Copy out every line of the entries below that contains the string "patio".

Location labeling records:
☆ ☆ ☆

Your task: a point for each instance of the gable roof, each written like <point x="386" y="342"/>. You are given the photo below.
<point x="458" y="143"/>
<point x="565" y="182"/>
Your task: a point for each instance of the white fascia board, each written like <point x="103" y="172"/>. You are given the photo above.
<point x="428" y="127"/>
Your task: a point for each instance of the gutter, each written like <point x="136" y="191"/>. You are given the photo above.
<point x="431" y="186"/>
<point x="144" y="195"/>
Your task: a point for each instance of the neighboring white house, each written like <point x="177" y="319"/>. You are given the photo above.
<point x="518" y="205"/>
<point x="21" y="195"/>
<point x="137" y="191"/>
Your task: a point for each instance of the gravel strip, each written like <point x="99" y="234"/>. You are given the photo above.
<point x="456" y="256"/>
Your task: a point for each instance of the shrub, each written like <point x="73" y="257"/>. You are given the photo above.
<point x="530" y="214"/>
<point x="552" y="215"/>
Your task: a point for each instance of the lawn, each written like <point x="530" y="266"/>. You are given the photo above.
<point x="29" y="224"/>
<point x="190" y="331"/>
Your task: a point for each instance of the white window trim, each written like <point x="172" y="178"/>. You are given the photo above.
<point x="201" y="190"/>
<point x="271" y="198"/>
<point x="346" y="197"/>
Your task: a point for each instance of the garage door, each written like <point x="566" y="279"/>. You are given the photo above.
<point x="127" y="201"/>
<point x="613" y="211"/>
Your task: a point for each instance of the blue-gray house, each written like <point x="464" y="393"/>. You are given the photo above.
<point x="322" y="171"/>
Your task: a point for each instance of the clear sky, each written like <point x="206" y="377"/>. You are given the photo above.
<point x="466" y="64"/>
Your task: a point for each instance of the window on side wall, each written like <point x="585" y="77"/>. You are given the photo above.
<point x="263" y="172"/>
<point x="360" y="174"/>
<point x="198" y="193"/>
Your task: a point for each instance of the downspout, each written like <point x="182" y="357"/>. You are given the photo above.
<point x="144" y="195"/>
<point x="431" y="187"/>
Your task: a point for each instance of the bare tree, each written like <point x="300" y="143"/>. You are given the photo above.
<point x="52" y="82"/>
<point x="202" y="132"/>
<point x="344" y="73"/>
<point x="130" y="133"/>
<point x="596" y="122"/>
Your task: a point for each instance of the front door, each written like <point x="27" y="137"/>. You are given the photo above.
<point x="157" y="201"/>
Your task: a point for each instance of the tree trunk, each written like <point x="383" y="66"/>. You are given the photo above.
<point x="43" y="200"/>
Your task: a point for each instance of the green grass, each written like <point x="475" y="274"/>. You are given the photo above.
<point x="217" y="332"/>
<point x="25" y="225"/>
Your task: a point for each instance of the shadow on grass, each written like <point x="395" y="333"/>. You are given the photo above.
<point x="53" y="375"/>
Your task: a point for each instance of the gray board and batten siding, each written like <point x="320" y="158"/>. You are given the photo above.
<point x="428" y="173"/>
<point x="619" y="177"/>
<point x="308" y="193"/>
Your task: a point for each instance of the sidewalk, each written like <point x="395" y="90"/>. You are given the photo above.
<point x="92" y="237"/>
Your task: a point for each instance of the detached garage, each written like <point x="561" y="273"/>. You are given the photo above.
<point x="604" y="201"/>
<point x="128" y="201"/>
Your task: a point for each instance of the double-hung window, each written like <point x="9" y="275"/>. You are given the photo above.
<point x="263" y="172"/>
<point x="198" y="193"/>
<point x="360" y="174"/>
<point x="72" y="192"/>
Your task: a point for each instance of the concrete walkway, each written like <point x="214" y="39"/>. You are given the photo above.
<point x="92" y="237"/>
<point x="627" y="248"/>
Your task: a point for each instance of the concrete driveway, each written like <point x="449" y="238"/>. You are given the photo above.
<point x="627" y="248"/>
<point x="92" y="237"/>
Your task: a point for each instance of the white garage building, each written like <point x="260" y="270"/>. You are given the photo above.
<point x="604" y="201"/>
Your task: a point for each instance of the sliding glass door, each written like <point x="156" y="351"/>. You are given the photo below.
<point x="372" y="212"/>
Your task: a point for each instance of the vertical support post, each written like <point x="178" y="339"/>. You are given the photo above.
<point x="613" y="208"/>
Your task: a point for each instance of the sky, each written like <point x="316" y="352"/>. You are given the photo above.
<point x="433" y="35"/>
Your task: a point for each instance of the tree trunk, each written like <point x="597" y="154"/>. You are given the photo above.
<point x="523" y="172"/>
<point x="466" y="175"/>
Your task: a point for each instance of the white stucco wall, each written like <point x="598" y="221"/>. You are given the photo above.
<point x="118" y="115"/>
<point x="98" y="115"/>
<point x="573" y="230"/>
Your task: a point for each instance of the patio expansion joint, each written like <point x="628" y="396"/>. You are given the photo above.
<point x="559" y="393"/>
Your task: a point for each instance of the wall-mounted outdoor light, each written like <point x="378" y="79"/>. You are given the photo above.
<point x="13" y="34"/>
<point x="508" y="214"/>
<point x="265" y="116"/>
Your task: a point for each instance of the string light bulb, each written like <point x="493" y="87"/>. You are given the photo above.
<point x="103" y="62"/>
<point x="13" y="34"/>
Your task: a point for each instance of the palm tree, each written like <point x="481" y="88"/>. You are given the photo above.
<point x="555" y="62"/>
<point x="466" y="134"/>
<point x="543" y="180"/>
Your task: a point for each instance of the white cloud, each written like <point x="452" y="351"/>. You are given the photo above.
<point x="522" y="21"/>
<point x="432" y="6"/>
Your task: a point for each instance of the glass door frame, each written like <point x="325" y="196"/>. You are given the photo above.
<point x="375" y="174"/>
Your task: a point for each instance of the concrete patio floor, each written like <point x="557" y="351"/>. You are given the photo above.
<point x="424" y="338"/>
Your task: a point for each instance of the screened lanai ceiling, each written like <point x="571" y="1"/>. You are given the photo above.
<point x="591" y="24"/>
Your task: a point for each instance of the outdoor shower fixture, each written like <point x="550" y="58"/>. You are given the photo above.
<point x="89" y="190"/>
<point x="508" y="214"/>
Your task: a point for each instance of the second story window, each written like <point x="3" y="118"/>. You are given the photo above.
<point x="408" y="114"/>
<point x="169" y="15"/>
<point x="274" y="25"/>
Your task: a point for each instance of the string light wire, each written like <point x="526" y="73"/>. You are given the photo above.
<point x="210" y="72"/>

☆ ☆ ☆

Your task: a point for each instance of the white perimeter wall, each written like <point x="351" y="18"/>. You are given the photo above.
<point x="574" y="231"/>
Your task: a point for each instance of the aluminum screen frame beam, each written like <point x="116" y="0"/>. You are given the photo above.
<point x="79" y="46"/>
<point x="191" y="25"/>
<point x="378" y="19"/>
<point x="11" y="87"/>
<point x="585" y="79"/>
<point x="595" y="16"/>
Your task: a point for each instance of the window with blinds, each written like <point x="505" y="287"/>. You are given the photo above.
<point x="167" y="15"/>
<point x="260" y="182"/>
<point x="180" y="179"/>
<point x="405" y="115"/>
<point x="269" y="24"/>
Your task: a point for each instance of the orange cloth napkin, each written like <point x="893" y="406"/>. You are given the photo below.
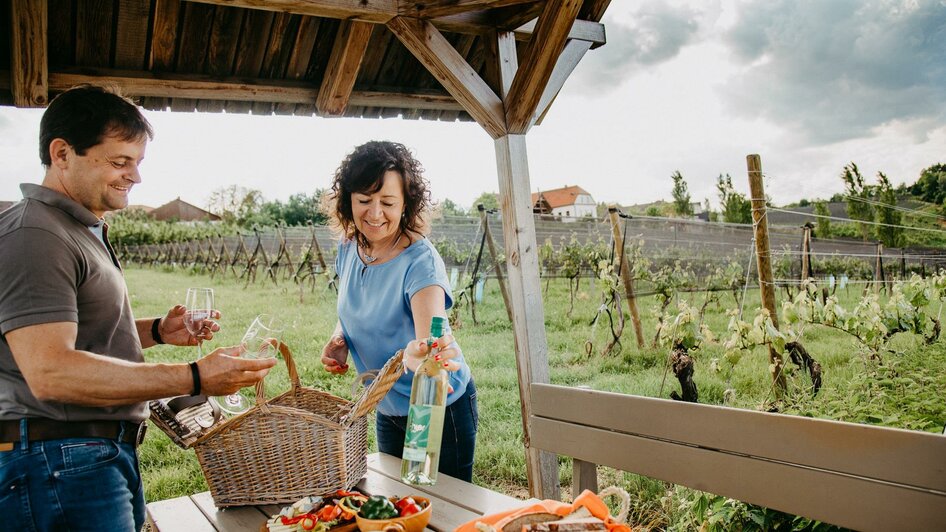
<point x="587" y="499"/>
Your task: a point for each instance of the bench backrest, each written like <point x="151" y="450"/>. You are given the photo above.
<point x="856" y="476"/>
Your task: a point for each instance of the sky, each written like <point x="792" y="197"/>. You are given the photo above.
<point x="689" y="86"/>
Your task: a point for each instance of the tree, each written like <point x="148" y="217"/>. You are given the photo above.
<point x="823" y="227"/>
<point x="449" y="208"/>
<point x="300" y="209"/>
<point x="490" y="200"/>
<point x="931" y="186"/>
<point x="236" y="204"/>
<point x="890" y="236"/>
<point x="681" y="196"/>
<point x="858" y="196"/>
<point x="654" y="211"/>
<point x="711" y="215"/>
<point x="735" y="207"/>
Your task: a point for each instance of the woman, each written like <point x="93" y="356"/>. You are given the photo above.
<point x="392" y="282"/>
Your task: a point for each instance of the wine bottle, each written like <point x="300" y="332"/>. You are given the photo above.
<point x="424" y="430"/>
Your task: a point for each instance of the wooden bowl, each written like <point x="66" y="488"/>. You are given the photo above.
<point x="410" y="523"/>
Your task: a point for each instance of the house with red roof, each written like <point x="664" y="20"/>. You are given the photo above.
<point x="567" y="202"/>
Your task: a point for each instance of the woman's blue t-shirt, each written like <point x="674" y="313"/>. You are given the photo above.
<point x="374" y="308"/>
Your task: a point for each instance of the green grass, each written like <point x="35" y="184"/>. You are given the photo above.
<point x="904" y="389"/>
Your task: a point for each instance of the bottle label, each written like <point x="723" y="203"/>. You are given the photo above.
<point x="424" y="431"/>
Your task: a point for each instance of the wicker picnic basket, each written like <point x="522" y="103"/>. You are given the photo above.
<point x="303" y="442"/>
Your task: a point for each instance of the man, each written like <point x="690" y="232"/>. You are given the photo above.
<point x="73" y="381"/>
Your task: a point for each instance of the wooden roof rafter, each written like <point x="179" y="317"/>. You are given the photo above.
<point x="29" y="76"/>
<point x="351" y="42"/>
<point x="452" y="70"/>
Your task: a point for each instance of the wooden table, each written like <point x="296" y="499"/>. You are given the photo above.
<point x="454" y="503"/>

☆ ☆ ☆

> _OUTPUT FOR THIS TASK_
Your task: a point for each instance of the patio expansion joint, each written like <point x="628" y="396"/>. You are given the photo above.
Your task: a point for each instance of the concrete patio floor, each written like <point x="557" y="351"/>. You are given the photo above.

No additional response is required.